- **Document segment**:

— Start —

This embodiment is an example in which the configurations of the stationary core 5 and the yoke 4 are modified. The first stationary core 5a and the second stationary core 5b are, as illustrated in FIG. 26, unified in the form of a single bar-like stationary core 50 extending in the Z-direction. The first plunger 3a is attracted to one of ends of the stationary core 50 in the Z-direction, that is, an end 580, while the second plunger 3b is attracted to the other of the ends of the stationary core 50 in the Z-direction, that is, an end 590. The first magnetic coil 2a is disposed outside the first stationary core 5a. The second magnetic coil 2b is arranged outside the second stationary core 5b.

This embodiment is, like the first embodiment, designed to turn on or off the switches 19a and 19b (not shown) through the frontward or backward movement of the plungers 3a and 3b.

The yoke 4 is, as illustrated in FIG. 27, arranged so as to surround the two magnetic coils 2a and 2b. The yoke 4 is made up of a first plate 431, a second plate 432, a third plate 433, and a fourth plate 434. The first plate 431 and the second plate 432 are parallel to each other and arranged to have a thickness-wise direction thereof oriented perpendicular to the Z-direction. The third plate 433 and the fourth plate 434 are parallel to each other and arranged to have a thickness-wise direction thereof oriented perpendicular to the Z-direction. The third plate 433 and the fourth plate 434, as illustrated in FIG. 26, have the through holes 450, respectively. Within the through holes 450, the plungers 3a and 3b are partly disposed. The plungers 3a and 3b are designed so that when they are moved frontward or backward, outer peripheries 390 thereof are brought into abutment with or moved away from the third plate 433 and the fourth plate 434, respectively.

— End —

- **Data records**:

— Start —

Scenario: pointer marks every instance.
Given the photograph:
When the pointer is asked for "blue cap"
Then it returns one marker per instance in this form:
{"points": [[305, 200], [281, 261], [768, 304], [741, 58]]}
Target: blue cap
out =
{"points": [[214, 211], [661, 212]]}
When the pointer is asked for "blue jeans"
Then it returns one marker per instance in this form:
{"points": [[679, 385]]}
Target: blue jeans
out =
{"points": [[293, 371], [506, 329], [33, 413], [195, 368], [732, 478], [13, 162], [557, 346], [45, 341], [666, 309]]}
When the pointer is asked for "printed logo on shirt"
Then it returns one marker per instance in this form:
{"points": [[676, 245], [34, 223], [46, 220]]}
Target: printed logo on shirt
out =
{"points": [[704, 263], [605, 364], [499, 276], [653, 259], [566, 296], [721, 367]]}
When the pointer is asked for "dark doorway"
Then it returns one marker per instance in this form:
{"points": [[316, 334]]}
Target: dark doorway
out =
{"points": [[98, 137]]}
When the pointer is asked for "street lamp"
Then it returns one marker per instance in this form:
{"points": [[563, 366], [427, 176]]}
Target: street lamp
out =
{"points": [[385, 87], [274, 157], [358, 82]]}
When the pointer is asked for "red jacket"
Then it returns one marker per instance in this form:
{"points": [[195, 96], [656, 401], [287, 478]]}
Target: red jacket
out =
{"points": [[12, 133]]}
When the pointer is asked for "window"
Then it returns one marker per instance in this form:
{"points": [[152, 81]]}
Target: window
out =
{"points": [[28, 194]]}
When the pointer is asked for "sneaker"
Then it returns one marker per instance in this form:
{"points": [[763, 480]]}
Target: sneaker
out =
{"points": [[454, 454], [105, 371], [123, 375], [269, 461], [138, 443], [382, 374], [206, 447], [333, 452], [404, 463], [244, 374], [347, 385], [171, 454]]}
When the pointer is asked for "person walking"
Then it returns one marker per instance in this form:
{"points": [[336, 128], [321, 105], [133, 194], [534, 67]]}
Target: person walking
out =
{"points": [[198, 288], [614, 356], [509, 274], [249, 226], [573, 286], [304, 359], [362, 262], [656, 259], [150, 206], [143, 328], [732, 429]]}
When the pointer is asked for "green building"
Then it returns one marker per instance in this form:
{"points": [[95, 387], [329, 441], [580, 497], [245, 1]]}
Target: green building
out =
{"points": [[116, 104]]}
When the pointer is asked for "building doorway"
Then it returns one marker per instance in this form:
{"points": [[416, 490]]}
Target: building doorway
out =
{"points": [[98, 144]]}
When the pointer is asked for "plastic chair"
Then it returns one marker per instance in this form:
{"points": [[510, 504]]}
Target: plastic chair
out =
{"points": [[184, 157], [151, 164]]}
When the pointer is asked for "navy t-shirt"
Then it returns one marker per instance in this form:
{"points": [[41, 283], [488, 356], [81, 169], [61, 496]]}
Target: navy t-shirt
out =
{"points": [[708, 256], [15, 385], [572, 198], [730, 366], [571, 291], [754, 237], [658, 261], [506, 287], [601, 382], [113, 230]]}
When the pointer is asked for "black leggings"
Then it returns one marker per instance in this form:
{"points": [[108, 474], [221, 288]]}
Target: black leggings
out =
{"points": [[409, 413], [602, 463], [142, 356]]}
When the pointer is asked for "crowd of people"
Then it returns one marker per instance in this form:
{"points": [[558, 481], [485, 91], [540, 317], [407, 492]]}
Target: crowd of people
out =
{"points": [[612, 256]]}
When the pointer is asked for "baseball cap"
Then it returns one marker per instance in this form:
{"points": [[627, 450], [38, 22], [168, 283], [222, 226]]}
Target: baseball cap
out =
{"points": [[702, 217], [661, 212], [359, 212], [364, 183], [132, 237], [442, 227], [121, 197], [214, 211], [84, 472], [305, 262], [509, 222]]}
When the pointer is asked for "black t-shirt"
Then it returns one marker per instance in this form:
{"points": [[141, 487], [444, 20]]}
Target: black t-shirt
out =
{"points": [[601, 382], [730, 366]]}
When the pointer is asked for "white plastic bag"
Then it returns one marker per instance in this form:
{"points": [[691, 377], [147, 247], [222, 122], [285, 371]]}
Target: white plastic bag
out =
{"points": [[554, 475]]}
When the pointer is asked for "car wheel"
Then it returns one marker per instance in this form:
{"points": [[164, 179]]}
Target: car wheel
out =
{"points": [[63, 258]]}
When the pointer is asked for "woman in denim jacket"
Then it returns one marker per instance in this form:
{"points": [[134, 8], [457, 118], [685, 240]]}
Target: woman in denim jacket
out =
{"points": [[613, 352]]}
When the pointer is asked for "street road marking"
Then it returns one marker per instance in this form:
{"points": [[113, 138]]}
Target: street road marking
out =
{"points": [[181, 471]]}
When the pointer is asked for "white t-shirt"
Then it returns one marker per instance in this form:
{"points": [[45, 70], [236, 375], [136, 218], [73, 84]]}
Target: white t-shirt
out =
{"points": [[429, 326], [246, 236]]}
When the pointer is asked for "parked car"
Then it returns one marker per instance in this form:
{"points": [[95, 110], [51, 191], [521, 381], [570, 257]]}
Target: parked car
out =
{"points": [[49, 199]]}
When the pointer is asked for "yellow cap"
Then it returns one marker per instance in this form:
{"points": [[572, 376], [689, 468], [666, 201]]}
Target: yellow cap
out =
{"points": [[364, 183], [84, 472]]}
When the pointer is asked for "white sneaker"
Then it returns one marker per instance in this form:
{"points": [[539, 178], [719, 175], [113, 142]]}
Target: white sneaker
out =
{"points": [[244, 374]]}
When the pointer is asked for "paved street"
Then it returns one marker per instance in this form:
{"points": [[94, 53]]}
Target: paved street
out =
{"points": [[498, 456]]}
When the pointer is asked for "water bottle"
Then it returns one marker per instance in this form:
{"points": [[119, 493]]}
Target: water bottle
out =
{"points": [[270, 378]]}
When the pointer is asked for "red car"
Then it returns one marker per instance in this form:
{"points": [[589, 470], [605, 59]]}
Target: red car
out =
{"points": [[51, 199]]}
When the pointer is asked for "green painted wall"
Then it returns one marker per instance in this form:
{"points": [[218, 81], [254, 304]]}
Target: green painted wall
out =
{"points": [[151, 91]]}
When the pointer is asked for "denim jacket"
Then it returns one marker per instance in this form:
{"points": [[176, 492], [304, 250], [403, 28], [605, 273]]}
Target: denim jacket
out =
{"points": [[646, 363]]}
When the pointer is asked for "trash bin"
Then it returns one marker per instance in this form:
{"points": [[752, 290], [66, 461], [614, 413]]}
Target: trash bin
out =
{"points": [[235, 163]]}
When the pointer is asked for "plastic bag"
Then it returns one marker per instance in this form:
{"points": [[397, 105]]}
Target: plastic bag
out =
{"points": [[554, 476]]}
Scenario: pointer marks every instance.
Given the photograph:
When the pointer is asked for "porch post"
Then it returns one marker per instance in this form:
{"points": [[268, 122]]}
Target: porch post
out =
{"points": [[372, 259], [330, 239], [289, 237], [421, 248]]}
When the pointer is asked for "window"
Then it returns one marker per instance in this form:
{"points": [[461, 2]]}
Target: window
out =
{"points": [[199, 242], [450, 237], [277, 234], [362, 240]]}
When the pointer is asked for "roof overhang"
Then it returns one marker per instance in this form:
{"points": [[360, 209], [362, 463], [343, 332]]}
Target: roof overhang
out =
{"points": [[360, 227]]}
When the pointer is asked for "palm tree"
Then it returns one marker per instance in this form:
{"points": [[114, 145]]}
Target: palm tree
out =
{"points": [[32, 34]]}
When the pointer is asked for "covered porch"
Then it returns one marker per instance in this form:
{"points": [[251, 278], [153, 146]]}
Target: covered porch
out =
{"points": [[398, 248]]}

— End —

- **Goal**: Continue the passage above about the stationary core and yoke, picking up right after its final sentence.

- **Answer to this problem**:
The magnetically-saturated portion 6 made of soft magnetic material is, as illustrated in FIGS. 26 and 27, disposed between the magnetic coils 2a and 2b. The magnetically-saturated portion 6 is formed in the shape of a plate and connects with the first plate 431 and the second plate 432.

The solenoid device 1 preferably has the magnetically-saturated portion 6 formed therein, but does not necessarily need to have it. The magnetically-saturated portion 6 may be formed by making a through hole in the yoke or making a portion of the yoke thin. The magnetically-saturated portion 6 is formed effectively by partially decreasing a sectional area of the yoke constituting the magnetic circuit. The magnetically-saturated portion 6 may alternatively be formed by arranging a member in the magnetic circuit through which the magnetic flux Φ hardly flows. The magnetically-saturated portion 6 may also be formed by creating an air gap in the magnetic circuit.

When it is required to attract only the first plunger 3a, the current is, as shown in FIG. 28, delivered to the first magnetic coil 2a, while a small amount of current is supplied to the second magnetic coil 2b. The magnetic flux Φ, as generated by the first magnetic coil 2a, flows through the first magnetic circuit C1 including only the first stationary core 5a. The first magnetic circuit C1 is a circuit including the magnetically-saturated portion 6. A portion of the magnetic flux of the first magnetic coil 2a flows through the third magnetic circuit C3 including the first stationary core 5a and the second stationary core 5b. The magnetic flux Φ flowing in the third magnetic circuit C3 is cancelled by the magnetic flux Φ, as developed by the second magnetic coil 2b, thereby not attracting the second plunger 3b.

A portion of the magnetic flux Φ of the second magnetic coil 2b flows in the third magnetic circuit C3. Of the magnetic flux Φ of the second magnetic coil 2b, a portion flowing through the third magnetic circuit C3 is small in quantity and thus is omitted in the drawings.

Although not illustrated, it is possible to attract only the second plunger 3b. This is achieved by energizing the second magnetic coil 2b to attract the second plunger 3b and delivering a small amount of current to the first magnetic coil 2a to produce the magnetic flux Φ which cancels the magnetic flux Φ which is generated from the second coil 2b and flows through the third magnetic circuit C3. This attracts only the second plunger 3b without attracting the first plunger 3a.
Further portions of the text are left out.